TASK INSTRUCTIONS:
Please return every entry below exactly as written, without any of its pictures.

Stored records:
----

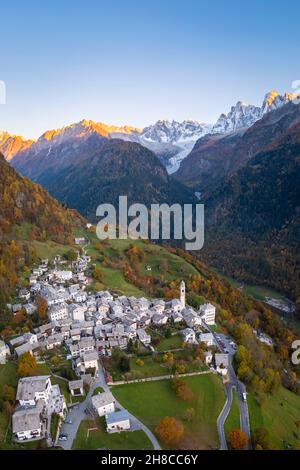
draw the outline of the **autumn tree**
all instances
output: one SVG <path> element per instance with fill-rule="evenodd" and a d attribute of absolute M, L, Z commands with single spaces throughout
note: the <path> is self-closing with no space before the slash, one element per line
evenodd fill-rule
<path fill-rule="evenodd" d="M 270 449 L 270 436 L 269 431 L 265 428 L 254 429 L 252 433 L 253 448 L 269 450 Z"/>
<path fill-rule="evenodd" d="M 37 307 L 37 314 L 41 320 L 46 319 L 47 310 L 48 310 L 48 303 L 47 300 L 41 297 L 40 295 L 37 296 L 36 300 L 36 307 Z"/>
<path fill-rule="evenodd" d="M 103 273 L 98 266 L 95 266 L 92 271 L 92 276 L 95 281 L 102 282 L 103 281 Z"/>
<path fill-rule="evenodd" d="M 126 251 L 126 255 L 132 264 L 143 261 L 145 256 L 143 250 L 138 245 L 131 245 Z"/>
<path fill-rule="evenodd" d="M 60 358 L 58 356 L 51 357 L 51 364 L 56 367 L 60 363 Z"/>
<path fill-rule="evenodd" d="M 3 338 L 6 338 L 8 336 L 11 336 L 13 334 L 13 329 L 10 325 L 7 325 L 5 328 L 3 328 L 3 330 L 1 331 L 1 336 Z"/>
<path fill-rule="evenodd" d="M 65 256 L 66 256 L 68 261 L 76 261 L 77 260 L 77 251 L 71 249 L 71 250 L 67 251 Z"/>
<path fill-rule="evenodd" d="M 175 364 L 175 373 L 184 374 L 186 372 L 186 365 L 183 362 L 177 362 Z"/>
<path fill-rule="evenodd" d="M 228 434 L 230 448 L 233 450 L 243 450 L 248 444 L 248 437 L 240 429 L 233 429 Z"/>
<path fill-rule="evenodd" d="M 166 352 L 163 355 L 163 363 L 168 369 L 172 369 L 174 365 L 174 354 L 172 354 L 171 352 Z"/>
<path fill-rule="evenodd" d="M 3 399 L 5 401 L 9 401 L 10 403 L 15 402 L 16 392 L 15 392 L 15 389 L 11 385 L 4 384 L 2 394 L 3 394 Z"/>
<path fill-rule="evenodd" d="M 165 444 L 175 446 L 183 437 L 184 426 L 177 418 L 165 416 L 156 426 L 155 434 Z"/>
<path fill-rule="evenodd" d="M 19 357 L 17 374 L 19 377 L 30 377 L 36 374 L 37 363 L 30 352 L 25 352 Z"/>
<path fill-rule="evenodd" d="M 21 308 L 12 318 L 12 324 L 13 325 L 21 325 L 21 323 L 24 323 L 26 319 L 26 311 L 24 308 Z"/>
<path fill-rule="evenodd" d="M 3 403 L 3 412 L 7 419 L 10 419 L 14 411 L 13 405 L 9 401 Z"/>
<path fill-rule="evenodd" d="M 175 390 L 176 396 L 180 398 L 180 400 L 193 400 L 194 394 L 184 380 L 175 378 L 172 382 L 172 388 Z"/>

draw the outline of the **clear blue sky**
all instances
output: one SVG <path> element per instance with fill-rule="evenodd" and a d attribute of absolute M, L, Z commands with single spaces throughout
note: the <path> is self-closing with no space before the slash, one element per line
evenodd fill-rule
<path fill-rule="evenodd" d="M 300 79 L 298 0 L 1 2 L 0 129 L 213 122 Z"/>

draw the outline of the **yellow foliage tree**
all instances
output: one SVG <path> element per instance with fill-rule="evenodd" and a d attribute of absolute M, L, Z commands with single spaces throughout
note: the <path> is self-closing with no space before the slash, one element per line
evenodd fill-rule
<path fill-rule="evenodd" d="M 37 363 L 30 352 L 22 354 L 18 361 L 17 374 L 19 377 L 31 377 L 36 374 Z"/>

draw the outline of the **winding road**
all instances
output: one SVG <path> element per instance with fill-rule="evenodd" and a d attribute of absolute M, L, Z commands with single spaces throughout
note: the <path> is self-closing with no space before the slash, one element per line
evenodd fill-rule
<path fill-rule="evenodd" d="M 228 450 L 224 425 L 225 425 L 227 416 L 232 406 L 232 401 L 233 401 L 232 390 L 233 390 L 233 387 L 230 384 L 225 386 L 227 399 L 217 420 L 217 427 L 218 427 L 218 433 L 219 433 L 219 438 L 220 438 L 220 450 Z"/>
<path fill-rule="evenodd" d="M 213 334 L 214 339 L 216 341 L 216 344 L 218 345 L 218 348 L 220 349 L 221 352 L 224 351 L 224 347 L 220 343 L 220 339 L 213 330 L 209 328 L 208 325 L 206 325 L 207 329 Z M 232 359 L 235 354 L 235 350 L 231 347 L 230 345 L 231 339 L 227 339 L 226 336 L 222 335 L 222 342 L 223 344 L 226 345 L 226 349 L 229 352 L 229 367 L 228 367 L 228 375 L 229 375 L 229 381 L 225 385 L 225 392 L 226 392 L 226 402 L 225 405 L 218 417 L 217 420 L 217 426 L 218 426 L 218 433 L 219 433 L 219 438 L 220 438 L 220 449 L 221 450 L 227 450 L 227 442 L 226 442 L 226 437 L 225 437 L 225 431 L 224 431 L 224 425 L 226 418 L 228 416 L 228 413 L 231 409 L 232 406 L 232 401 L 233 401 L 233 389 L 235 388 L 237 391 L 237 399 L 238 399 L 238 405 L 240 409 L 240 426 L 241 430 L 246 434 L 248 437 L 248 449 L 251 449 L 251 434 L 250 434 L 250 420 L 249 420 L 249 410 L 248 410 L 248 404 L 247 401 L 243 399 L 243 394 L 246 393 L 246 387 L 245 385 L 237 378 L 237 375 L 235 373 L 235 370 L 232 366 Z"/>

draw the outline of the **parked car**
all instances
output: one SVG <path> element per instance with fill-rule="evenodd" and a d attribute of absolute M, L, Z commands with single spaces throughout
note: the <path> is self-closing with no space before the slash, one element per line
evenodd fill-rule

----

WRITTEN SOLUTION:
draw the outline of the **autumn tree**
all instances
output: one SVG <path> element per instance with fill-rule="evenodd" and a d attribute of absolute M, L, Z commands with single spaces throughout
note: the <path> is self-closing with no space before the slash, one element per line
evenodd fill-rule
<path fill-rule="evenodd" d="M 270 449 L 270 436 L 269 431 L 265 428 L 254 429 L 252 433 L 253 448 L 269 450 Z"/>
<path fill-rule="evenodd" d="M 37 307 L 37 314 L 41 320 L 46 319 L 47 310 L 48 310 L 48 303 L 47 300 L 41 297 L 40 295 L 37 296 L 36 300 L 36 307 Z"/>
<path fill-rule="evenodd" d="M 103 273 L 98 266 L 95 266 L 92 271 L 92 276 L 95 281 L 102 282 L 103 281 Z"/>
<path fill-rule="evenodd" d="M 126 251 L 126 255 L 132 264 L 143 261 L 145 256 L 143 250 L 138 245 L 131 245 Z"/>
<path fill-rule="evenodd" d="M 60 358 L 58 356 L 51 357 L 51 364 L 56 367 L 60 363 Z"/>
<path fill-rule="evenodd" d="M 3 338 L 6 338 L 8 336 L 11 336 L 13 334 L 13 329 L 10 325 L 7 325 L 5 328 L 3 328 L 3 330 L 1 331 L 1 336 Z"/>
<path fill-rule="evenodd" d="M 65 256 L 66 256 L 68 261 L 76 261 L 77 260 L 77 251 L 71 249 L 71 250 L 67 251 Z"/>
<path fill-rule="evenodd" d="M 175 364 L 175 373 L 184 374 L 186 372 L 186 365 L 183 362 L 177 362 Z"/>
<path fill-rule="evenodd" d="M 228 434 L 230 448 L 233 450 L 243 450 L 248 444 L 248 437 L 240 429 L 233 429 Z"/>
<path fill-rule="evenodd" d="M 166 352 L 163 355 L 163 363 L 168 369 L 172 369 L 174 365 L 174 354 L 172 354 L 171 352 Z"/>
<path fill-rule="evenodd" d="M 3 399 L 5 401 L 9 401 L 10 403 L 15 402 L 16 392 L 15 392 L 15 389 L 11 385 L 4 384 L 2 394 L 3 394 Z"/>
<path fill-rule="evenodd" d="M 165 444 L 175 446 L 183 437 L 184 426 L 177 418 L 165 416 L 156 426 L 155 434 Z"/>
<path fill-rule="evenodd" d="M 19 357 L 17 374 L 19 377 L 30 377 L 36 374 L 37 363 L 30 352 L 25 352 Z"/>
<path fill-rule="evenodd" d="M 21 308 L 12 318 L 12 324 L 13 325 L 21 325 L 21 323 L 24 323 L 26 319 L 26 311 L 24 308 Z"/>
<path fill-rule="evenodd" d="M 3 403 L 3 412 L 7 419 L 10 419 L 14 411 L 13 405 L 9 401 Z"/>
<path fill-rule="evenodd" d="M 175 390 L 176 396 L 180 398 L 180 400 L 193 400 L 194 394 L 184 380 L 175 378 L 172 382 L 172 388 Z"/>

draw the outline of the **clear blue sky**
all instances
output: one SVG <path> element per instance with fill-rule="evenodd" and a d attribute of absolute M, L, Z commands with single spaces throughout
note: the <path> is self-closing with no space before the slash, one element per line
evenodd fill-rule
<path fill-rule="evenodd" d="M 300 79 L 298 0 L 1 2 L 0 129 L 213 122 Z"/>

draw the outline of the **yellow foliage tree**
all instances
output: one SVG <path> element per instance with fill-rule="evenodd" and a d attribute of absolute M, L, Z commands with single spaces throughout
note: the <path> is self-closing with no space before the slash, one element per line
evenodd fill-rule
<path fill-rule="evenodd" d="M 37 363 L 30 352 L 22 354 L 18 361 L 17 374 L 19 377 L 31 377 L 36 374 Z"/>

draw the outline of the **winding road**
all instances
output: one SVG <path> element per instance with fill-rule="evenodd" and a d attribute of absolute M, L, Z commands with single spaces throughout
note: the <path> is self-closing with no space before the slash, one element per line
evenodd fill-rule
<path fill-rule="evenodd" d="M 228 450 L 224 425 L 225 425 L 227 416 L 232 406 L 232 401 L 233 401 L 232 390 L 233 390 L 233 387 L 230 384 L 225 386 L 227 399 L 217 420 L 217 427 L 218 427 L 218 433 L 219 433 L 219 438 L 220 438 L 220 450 Z"/>
<path fill-rule="evenodd" d="M 213 334 L 214 339 L 216 341 L 216 344 L 218 345 L 218 348 L 220 349 L 221 352 L 224 351 L 224 347 L 220 343 L 220 339 L 213 330 L 209 328 L 208 325 L 206 325 L 207 329 Z M 232 359 L 235 354 L 235 350 L 231 347 L 230 345 L 231 339 L 227 339 L 226 336 L 222 335 L 222 342 L 223 344 L 226 345 L 226 349 L 229 352 L 229 367 L 228 367 L 228 375 L 229 375 L 229 381 L 225 385 L 225 392 L 226 392 L 226 402 L 225 405 L 218 417 L 217 420 L 217 426 L 218 426 L 218 433 L 219 433 L 219 438 L 220 438 L 220 449 L 221 450 L 227 450 L 227 442 L 226 442 L 226 437 L 225 437 L 225 431 L 224 431 L 224 425 L 226 418 L 228 416 L 228 413 L 231 409 L 232 406 L 232 401 L 233 401 L 233 389 L 235 388 L 237 391 L 237 399 L 238 399 L 238 405 L 240 409 L 240 426 L 241 430 L 246 434 L 248 437 L 248 449 L 251 449 L 251 434 L 250 434 L 250 420 L 249 420 L 249 410 L 248 410 L 248 404 L 247 401 L 243 399 L 243 394 L 246 393 L 246 387 L 245 385 L 237 378 L 237 375 L 235 373 L 235 370 L 232 366 Z"/>

draw the outline of the **parked car**
all instances
output: one SVG <path> element per instance with fill-rule="evenodd" and a d attribute of absolute M, L, Z commands with single spaces throughout
note: the <path> is self-closing with no space before the slash, one element per line
evenodd fill-rule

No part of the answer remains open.